Written exercise: Convert every line of the records below into a JSON list of strings, one string per line, omitting blank lines.

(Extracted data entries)
»»

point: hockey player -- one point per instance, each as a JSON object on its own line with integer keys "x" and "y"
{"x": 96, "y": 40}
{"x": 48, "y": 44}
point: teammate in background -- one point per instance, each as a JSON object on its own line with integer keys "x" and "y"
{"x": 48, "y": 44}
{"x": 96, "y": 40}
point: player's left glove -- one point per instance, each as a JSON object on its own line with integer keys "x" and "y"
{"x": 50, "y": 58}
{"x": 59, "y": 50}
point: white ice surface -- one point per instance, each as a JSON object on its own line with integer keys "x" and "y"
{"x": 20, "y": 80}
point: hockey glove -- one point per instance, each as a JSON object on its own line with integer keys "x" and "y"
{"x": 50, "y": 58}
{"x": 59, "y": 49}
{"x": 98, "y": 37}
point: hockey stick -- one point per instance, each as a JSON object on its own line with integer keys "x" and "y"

««

Task solution:
[
  "point: hockey player -- one point per instance, each as a JSON object on its own line with integer keys \"x\" and \"y\"",
  "{\"x\": 96, \"y\": 40}",
  "{\"x\": 48, \"y\": 44}",
  "point: teammate in background -- one point per instance, each as a JSON object on its own line with integer keys \"x\" and \"y\"",
  "{\"x\": 48, \"y\": 44}",
  "{\"x\": 96, \"y\": 40}",
  "point: player's left glove -- one point per instance, each as a JSON object on its own line with integer keys \"x\" and \"y\"",
  "{\"x\": 50, \"y\": 58}",
  "{\"x\": 59, \"y\": 50}",
  "point: white ice surface -- one point per instance, each as a JSON object on its own line with integer keys \"x\" and \"y\"",
  "{\"x\": 20, \"y\": 80}",
  "point: hockey glove -- one point per instance, each as a JSON object on its own line with integer keys \"x\" and \"y\"",
  "{\"x\": 50, \"y\": 58}",
  "{\"x\": 59, \"y\": 49}",
  "{\"x\": 98, \"y\": 37}",
  "point: hockey stick -- one point per instance, each as a JSON object on its own line with integer keys \"x\" and \"y\""
]